### [Your task]
Your answer should hold all lines of the entries that include the word "positive".

### [Data for review]
━━━━━━

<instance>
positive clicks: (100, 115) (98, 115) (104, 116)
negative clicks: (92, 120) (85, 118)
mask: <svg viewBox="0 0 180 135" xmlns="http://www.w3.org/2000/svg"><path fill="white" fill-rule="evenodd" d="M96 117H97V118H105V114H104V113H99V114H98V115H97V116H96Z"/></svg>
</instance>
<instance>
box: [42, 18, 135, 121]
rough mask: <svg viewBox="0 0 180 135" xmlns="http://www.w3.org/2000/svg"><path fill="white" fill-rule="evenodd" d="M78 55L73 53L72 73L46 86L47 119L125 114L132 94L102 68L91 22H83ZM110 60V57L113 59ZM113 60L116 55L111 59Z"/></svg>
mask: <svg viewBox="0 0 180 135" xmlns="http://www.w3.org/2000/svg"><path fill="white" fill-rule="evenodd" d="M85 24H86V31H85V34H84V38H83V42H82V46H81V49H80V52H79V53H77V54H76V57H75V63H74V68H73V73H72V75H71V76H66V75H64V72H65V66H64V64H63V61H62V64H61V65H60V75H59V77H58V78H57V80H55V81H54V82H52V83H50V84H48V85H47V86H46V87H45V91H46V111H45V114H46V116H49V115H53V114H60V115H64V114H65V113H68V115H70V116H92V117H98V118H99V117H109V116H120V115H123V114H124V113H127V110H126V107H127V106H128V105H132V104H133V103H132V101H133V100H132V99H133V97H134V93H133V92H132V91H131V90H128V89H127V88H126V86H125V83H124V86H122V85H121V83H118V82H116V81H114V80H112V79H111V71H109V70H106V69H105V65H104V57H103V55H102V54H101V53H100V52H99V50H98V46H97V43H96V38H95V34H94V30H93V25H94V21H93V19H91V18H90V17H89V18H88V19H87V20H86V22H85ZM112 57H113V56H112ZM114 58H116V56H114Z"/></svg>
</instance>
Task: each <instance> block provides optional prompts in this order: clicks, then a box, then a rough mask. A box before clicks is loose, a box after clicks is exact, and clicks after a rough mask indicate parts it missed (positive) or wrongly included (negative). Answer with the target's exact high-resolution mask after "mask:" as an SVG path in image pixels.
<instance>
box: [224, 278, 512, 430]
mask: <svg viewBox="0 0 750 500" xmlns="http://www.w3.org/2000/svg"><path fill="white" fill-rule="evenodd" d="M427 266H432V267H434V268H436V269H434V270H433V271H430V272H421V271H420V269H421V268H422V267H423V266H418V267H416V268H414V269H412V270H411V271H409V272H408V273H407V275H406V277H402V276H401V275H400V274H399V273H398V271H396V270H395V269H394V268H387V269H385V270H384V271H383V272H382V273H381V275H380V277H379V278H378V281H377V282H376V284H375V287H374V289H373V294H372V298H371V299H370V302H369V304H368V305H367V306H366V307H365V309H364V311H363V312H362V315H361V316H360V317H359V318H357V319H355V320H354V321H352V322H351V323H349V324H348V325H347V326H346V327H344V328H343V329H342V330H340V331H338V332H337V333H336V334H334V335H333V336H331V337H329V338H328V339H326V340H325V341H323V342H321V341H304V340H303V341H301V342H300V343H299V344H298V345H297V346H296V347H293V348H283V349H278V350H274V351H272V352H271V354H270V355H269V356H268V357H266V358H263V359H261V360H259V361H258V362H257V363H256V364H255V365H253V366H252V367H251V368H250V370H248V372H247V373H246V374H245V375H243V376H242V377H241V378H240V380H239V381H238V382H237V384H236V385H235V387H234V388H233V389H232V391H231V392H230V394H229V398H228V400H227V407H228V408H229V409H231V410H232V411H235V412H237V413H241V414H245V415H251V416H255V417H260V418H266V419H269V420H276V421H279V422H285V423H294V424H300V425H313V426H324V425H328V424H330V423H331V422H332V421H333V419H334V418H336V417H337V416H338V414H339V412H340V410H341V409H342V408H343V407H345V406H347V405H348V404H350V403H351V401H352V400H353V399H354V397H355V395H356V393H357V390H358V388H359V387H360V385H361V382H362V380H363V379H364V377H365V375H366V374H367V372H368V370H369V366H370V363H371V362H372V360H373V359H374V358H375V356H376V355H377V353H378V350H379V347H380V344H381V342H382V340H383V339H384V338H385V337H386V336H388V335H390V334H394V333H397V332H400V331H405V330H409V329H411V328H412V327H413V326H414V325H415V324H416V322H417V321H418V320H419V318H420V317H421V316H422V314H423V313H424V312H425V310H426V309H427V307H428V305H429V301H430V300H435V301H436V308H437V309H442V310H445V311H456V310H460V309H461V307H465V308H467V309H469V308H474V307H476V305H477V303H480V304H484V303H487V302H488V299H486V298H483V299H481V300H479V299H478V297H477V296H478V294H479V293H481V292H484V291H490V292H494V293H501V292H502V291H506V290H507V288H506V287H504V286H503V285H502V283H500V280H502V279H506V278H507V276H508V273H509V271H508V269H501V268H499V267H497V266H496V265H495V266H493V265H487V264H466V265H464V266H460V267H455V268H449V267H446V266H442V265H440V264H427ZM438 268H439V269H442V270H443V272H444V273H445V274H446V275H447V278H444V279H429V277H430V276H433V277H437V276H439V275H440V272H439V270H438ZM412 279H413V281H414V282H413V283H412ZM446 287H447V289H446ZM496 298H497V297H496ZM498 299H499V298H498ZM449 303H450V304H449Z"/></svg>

━━━━━━

### [Expected answer]
positive clicks: (100, 115) (98, 115) (104, 116)
Task: each <instance> block provides optional prompts in this order: clicks, then a box, then a rough mask. A box before clicks is loose, a box after clicks is exact, and clicks after a rough mask indicate parts it missed (positive) or wrongly included (negative). Answer with the target's exact high-resolution mask after "mask:" as an SVG path in image pixels.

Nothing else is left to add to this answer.